*EXTRAIT*.
Des mots hors de mon champ lexical avaient commencé à apparaître dans ma barre de recherche Google: spiritualité, healing ceremony, shaman, ego dissolution, et encore d’autres. Mon esprit rigide ne comprend pas ces termes, mais je vais tellement mal que j’ajoute mécaniquement un nouvel item à la liste des choses à faire pour aller mieux. Et ça commence à s’empiler: marcher 45min au réveil, faire des pompes et des tractions sur mon balcon tous les matins, me nourrir correctement, utiliser une crème de jour le jour, et une crème de nuit la nuit. Mais ça n’allait pas vraiment mieux, j’avais juste moins le sentiment d’être une merde. J’étais toujours en grande souffrance.

Je me retrouvais donc quelques mois plus tard au Mexique, hebergé chez Alban à Playa Del Carmen, avec une cérémonie ayahuasca à 200$ dans mon agenda. Tout est flou, je ne sais pas exactement où je vais, je mange des fruits depuis une semaine comme recommandé par le shaman, mais surtout je n’ai aucune idée de ce qu’il va m’arriver. Par chance j’avais été mis en contact avec d’autres francophones qui allaient également assister à la cérémonie et nous avions décidé d’y aller ensembles. L’un a un cancer et cette cérémonie est son dernier espoir. Un couple de jeunes hippies en sarouel semble accoutumé des cérémonies, je ne sais pas vraiment ce qu’il vont y faire mais ils ont l’air dérangés aussi.

Nous arrivons finalement dans un espèce de micro-village au milieu de la jungle. Une cahute de fortune abrite les toilettes, et une autre, plus grande, abritera la cérémonie. Elle est circulaire avec un toit conique en palme séchée, avec en son centre un âtre creusé dans le sol en terre. À l’opposé de l’entrée se trouve la place du shaman et de sa femme, je vous jure on se croirait dans la maison d’un chef gaulois au centre du village. Tout autour de l’âtre se trouvent des couchettes, une vingtaine environ, de telle sorte que chaque personne puisque s’allonger avec la tête au pied des murs, les pieds dirigés vers le feu.

Je ne sais plus vraiment ce que j’ai fait de l’après-midi, mais j’ai vu les gens arriver jusqu’à ce que la nuit tombe. Je n’avais pas mon téléphone mais je dirais que vers environ 20h, nous étions tous allongés sur nos couchettes, le feu avait été allumé et le shaman a commencé à nous ranconter l’histoire de l’ayahuasca en espagnol. Le mec du jeune couple de hippies faisait la traduction en anglais. Il nous explique que l’ayahuasca est un breuvage à base de plantes, mais ils l’appellent la plante. Il nous dit que la plante est une entité à part entière, que nous allons nous soumettre à elle ce soir. Je crois qu’à ce moment je n’écoutais pas vraiment mais je m’étais surtout imaginé que j’allais être sacrément défoncé.

Les introductions faites, le shaman s’est mis à appeler les gens un à un afin qu’il leur serve le breuvage. Il fait presque nuit noire, je suis au Mexique, au milieu d’une jungle tropicale, je suis malheureux, je ne parle pas un mot d’espagnol, et je m’apprête à avaler une boisson servie par un shaman pour soigner tous mes maux. Le pitch est incroyable mais plus mon tour approche, plus je stresse.

*ENREGISTREMENTS FOURNIS*.

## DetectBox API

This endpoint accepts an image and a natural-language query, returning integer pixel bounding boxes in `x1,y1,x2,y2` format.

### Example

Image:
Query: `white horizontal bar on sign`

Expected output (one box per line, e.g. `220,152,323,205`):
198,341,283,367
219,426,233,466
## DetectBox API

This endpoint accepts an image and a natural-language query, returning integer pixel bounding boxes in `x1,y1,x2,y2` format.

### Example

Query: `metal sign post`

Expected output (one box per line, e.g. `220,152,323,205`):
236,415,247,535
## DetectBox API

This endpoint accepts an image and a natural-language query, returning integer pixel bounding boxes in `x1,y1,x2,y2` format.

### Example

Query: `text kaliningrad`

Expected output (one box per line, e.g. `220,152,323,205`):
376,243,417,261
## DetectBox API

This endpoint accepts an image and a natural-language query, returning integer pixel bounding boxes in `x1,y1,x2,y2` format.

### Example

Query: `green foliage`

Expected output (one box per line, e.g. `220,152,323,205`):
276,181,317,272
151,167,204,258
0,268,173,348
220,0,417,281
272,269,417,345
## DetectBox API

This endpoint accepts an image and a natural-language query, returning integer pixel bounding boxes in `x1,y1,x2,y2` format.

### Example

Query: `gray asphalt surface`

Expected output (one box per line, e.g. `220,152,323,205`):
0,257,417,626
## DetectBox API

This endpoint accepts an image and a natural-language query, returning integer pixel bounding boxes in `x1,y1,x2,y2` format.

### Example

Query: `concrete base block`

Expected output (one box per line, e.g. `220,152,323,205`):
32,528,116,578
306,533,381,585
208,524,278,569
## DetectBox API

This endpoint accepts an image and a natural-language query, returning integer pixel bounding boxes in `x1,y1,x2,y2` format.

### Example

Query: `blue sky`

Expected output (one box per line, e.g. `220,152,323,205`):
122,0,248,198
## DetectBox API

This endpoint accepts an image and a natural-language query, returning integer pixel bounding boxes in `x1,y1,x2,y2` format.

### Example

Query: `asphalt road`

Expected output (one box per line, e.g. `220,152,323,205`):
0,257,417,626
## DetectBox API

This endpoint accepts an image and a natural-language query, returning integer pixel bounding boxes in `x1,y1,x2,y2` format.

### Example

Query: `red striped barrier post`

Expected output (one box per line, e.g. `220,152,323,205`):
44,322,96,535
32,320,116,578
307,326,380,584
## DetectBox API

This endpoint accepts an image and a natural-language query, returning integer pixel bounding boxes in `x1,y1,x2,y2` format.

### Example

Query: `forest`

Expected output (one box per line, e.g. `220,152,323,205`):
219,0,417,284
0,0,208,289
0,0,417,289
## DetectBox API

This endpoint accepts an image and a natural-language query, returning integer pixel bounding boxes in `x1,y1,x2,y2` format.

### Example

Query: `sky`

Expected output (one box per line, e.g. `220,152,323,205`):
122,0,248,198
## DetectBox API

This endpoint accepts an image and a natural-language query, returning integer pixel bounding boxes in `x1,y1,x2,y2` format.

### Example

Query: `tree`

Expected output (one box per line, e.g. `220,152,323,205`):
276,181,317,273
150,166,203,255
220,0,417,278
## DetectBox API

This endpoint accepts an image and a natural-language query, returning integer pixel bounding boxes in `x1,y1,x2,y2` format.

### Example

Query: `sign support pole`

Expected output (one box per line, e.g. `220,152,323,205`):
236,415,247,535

*CONSIGNE 1*.
D'après l'extrait, quel était le prix de la cérémonie d'ayahuasca inscrite à l'agenda lors du séjour au Mexique ?
*CONSIGNE 2*.
Reformulez sous forme de liste le paragraphe de l'extrait qui commence par « Nous arrivons finalement », en conservant ses faits principaux.
*CONSIGNE 3*.
Transcrivez le passage de l'extrait allant de « Je me retrouvais » jusqu'à « l’air dérangés aussi. » inclus.

*RÉPONSE 1*.
Elle coûtait 200 $.

*RÉPONSE 2*.
- Arrivée dans une sorte de micro-village au milieu de la jungle.
- Une cahute de fortune abrite les toilettes. Une autre, plus grande, accueillera la cérémonie.
- Cette seconde cahute est circulaire, coiffée d'un toit conique en palme séchée. Un âtre est creusé en son centre dans le sol en terre.
- La place du shaman et de sa femme se trouve à l'opposé de l'entrée.
- Une vingtaine de couchettes entourent l'âtre. Chacun s'y allonge la tête au pied des murs, les pieds tournés vers le feu.

*RÉPONSE 3*.
Je me retrouvais donc quelques mois plus tard au Mexique, hebergé chez Alban à Playa Del Carmen, avec une cérémonie ayahuasca à 200$ dans mon agenda. Tout est flou, je ne sais pas exactement où je vais, je mange des fruits depuis une semaine comme recommandé par le shaman, mais surtout je n’ai aucune idée de ce qu’il va m’arriver. Par chance j’avais été mis en contact avec d’autres francophones qui allaient également assister à la cérémonie et nous avions décidé d’y aller ensembles. L’un a un cancer et cette cérémonie est son dernier espoir. Un couple de jeunes hippies en sarouel semble accoutumé des cérémonies, je ne sais pas vraiment ce qu’il vont y faire mais ils ont l’air dérangés aussi.